Task statement
In the entries below, find the line containing "Attention annotators: the target object for this HIT is forearm.". Write out that line and all lines after it, exactly, and nothing else.

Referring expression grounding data
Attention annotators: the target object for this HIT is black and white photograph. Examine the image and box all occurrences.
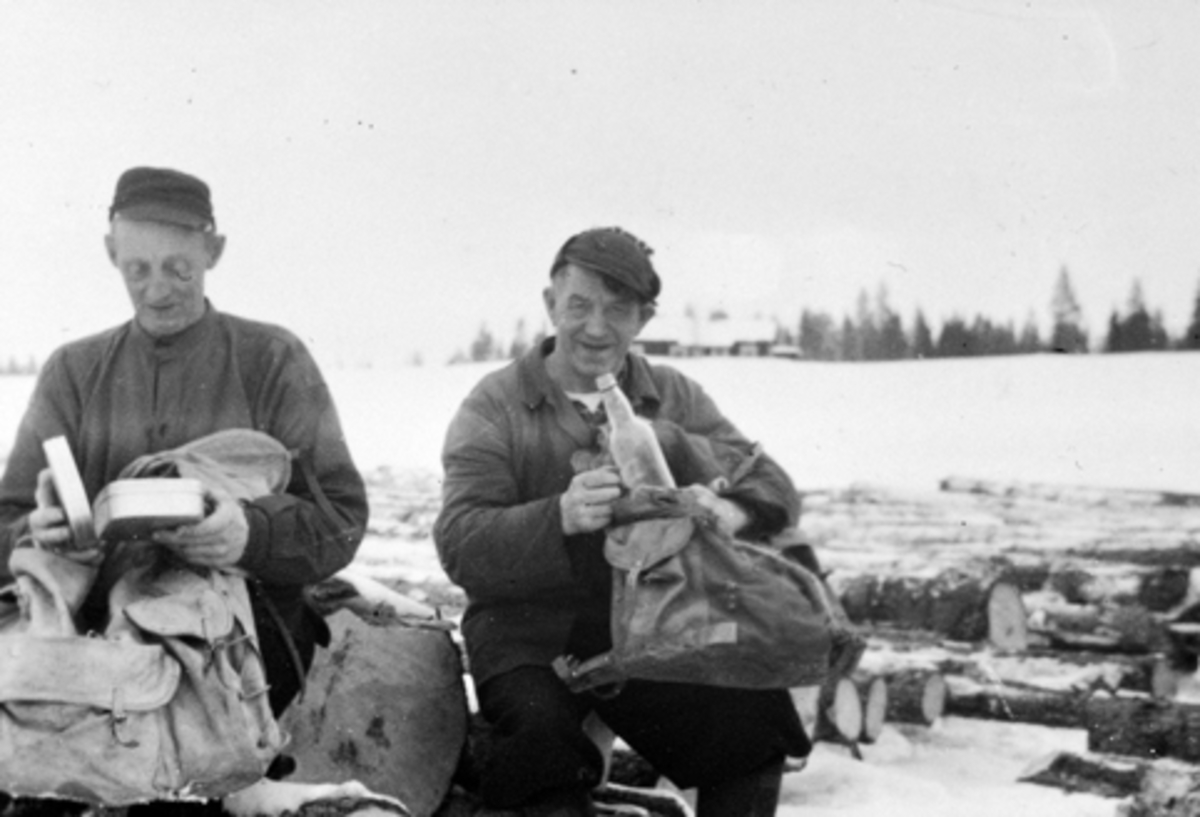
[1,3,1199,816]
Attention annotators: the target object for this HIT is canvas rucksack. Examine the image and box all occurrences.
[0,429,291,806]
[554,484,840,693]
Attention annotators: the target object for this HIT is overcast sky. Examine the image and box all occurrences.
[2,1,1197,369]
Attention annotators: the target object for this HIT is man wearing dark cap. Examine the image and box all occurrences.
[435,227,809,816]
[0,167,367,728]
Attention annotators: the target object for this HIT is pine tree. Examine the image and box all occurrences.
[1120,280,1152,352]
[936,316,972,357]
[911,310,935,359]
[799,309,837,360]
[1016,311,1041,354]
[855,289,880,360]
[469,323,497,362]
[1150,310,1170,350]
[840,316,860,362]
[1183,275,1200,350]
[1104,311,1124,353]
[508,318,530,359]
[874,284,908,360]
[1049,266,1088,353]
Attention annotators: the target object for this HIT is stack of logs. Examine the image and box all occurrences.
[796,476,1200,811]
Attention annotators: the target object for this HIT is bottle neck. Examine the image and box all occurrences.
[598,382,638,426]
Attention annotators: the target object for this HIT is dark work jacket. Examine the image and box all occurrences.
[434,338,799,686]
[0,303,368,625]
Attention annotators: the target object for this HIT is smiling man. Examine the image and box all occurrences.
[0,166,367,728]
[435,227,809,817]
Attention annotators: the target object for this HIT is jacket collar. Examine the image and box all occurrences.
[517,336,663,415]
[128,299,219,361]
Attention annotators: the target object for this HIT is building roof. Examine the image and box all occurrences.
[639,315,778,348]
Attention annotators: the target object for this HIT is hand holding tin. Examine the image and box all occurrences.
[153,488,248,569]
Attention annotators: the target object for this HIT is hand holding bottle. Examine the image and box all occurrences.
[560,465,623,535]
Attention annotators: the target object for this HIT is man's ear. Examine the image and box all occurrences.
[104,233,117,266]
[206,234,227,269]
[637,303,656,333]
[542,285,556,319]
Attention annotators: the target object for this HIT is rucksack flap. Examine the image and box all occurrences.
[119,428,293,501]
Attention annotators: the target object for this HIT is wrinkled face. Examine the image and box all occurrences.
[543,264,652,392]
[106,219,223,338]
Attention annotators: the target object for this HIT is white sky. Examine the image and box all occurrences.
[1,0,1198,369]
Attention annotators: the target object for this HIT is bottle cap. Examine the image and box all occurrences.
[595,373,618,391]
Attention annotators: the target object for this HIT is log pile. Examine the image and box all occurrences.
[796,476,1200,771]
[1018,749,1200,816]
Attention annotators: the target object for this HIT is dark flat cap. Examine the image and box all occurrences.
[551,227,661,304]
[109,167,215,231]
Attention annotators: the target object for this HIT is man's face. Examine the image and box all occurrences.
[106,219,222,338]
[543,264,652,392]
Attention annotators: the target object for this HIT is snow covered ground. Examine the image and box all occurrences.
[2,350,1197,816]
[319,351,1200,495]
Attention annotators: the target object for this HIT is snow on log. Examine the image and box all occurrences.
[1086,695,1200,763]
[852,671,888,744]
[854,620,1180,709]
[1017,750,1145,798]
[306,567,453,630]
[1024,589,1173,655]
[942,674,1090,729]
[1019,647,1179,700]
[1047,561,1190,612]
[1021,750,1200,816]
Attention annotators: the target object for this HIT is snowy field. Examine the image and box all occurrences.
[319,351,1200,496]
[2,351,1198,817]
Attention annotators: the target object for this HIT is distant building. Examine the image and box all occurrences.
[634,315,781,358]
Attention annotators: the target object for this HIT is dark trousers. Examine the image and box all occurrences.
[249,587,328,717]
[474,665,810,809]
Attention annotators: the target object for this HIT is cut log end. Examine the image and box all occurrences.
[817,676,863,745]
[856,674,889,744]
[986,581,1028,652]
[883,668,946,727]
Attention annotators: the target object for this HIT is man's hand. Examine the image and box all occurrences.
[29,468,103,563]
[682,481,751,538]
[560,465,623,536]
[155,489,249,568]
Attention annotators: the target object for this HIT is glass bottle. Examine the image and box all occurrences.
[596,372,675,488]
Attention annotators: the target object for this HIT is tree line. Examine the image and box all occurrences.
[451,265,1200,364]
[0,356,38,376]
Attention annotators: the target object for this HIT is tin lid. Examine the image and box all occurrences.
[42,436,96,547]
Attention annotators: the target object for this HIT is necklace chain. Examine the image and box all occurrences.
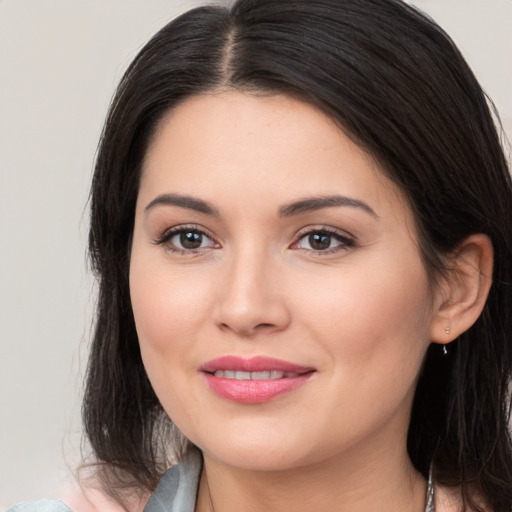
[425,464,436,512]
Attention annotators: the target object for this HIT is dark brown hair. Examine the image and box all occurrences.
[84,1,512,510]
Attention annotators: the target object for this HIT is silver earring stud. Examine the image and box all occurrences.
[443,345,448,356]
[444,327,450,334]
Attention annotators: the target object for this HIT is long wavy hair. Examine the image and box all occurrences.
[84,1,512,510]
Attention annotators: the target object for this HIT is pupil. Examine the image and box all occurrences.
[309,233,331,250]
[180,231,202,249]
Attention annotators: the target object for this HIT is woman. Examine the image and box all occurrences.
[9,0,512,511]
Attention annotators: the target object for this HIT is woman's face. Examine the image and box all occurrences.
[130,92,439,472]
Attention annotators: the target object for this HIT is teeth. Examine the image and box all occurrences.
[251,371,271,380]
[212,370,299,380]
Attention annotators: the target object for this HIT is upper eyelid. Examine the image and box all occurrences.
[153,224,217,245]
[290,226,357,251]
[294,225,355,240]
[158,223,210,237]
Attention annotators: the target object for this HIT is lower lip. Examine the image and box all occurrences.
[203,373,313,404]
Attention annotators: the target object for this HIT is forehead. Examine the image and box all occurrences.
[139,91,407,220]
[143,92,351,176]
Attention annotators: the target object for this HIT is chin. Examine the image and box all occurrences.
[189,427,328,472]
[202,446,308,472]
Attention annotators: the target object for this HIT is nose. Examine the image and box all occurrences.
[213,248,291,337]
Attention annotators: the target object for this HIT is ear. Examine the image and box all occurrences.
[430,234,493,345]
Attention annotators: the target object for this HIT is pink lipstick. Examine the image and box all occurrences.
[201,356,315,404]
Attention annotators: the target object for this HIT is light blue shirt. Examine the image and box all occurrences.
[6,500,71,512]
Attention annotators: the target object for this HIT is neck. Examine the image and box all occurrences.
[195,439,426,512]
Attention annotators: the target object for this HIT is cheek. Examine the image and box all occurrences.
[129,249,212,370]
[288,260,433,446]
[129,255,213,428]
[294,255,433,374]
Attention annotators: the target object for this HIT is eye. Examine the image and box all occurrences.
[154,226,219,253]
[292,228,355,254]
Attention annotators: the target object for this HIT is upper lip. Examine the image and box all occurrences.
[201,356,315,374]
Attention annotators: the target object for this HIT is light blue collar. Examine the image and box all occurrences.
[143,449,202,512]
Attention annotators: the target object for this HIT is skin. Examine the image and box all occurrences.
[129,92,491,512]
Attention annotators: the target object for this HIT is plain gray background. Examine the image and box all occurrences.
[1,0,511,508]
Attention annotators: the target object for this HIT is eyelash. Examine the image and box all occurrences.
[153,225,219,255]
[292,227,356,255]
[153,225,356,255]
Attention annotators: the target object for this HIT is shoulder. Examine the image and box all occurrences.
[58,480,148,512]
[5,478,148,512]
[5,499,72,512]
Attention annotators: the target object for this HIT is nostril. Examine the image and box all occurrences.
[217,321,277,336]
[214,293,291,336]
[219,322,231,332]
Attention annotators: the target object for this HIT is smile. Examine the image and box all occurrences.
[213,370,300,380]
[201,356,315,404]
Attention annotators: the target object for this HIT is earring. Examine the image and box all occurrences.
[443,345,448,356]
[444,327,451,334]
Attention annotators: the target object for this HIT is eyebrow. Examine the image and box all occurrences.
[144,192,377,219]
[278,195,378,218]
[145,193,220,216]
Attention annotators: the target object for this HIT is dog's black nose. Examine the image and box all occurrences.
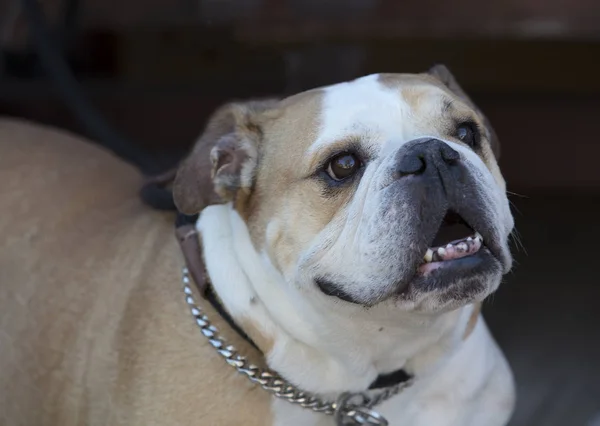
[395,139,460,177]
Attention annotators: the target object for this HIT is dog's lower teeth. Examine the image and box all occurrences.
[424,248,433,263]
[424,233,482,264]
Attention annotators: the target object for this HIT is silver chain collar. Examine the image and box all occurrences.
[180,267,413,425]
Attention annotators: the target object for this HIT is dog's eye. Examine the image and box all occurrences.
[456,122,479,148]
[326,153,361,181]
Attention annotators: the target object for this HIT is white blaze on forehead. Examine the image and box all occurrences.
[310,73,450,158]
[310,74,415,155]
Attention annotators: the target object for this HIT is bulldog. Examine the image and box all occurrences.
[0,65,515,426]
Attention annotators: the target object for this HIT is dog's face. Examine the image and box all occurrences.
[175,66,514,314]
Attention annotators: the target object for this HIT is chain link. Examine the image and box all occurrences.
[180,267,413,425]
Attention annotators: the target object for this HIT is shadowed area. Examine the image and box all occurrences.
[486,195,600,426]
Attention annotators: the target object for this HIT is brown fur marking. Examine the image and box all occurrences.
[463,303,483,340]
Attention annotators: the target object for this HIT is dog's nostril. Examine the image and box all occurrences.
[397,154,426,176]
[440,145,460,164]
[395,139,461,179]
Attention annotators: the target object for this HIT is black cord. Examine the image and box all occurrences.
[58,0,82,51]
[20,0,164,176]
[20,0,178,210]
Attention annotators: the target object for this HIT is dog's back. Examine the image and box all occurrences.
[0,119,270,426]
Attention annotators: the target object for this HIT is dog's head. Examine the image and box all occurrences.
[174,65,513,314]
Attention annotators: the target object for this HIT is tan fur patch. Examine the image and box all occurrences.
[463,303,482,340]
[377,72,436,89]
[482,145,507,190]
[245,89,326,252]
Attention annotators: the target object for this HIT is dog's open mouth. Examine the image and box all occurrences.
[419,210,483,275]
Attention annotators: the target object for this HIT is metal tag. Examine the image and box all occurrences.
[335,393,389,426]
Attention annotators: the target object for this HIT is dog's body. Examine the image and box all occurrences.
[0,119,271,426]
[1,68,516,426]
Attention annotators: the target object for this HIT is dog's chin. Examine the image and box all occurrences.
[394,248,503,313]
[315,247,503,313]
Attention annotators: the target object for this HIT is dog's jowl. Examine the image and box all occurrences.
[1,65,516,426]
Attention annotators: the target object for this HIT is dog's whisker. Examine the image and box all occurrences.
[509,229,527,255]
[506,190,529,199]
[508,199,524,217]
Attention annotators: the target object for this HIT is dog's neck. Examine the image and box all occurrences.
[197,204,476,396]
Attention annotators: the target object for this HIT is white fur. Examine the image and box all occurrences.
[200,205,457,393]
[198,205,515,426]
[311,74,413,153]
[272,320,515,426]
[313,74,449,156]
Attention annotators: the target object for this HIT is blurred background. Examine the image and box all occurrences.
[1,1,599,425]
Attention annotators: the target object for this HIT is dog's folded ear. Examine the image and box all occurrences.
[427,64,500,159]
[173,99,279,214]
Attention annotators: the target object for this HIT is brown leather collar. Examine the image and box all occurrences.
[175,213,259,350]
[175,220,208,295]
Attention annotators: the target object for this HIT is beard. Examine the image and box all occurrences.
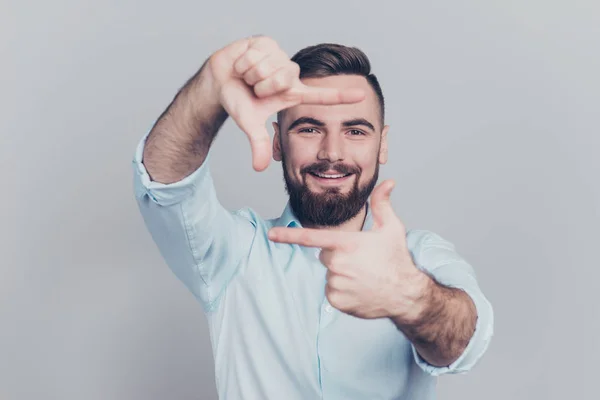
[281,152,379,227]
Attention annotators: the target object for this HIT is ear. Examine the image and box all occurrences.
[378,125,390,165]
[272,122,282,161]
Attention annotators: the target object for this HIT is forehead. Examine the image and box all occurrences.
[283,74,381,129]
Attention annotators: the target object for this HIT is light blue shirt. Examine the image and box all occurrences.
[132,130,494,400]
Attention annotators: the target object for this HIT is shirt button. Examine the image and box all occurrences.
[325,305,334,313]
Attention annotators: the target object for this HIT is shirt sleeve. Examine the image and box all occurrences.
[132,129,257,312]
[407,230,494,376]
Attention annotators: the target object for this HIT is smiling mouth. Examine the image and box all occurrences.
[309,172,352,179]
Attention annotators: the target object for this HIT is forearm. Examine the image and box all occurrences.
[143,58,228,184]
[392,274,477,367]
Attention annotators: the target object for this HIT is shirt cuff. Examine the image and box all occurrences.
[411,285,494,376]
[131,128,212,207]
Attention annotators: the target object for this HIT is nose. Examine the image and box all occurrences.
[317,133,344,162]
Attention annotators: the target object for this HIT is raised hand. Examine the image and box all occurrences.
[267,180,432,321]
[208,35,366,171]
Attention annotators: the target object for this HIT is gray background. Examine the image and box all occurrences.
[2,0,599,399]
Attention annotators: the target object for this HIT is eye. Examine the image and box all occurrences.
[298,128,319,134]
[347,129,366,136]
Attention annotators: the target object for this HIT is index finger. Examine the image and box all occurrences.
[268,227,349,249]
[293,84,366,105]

Response for this exercise
Attention annotators: the target object for this HIT is forearm. Examine the image and box all occurrences.
[143,58,228,184]
[392,274,477,367]
Attention annotators: the target object for this HIT is shirt cuff. Examine the image and box all occurrences.
[411,285,494,376]
[131,128,212,207]
Attention annotators: the target object for this HIT is nose. Examine the image and box all occurrences.
[317,133,344,162]
Attention annotators: the target object for this HIT is raised hand. Examine the image and box all occurrences.
[267,180,432,321]
[208,35,366,171]
Attention annotators: the target object for this HIT is gray background. Examine the image and box all occurrences.
[2,0,599,399]
Attention annotators: the target object for this HIT is eye. Examine the image and box all occurrences.
[298,128,319,134]
[347,129,366,136]
Attention annotators: the target object for this HIT is index finger. Examine the image and box all occurrences.
[268,227,349,249]
[293,84,366,105]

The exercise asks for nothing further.